> [Objective]
Copy the records below verbatim, starting at the line containing "Can you find the blue" and continuing through the last line of the records.

## start

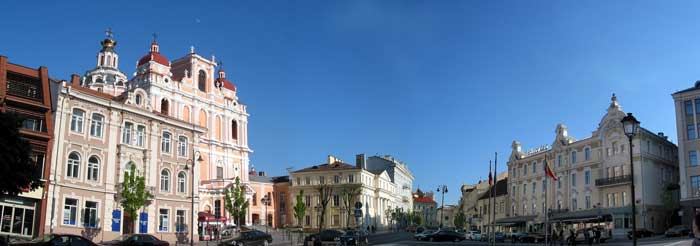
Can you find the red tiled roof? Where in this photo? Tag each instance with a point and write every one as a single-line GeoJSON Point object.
{"type": "Point", "coordinates": [424, 199]}
{"type": "Point", "coordinates": [157, 57]}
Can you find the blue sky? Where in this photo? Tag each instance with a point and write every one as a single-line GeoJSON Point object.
{"type": "Point", "coordinates": [441, 85]}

## end

> [Exercise result]
Can you find the blue sky? Where in this photo? Tag each instance with a point and write every one as a single-line GeoJSON Point object.
{"type": "Point", "coordinates": [441, 85]}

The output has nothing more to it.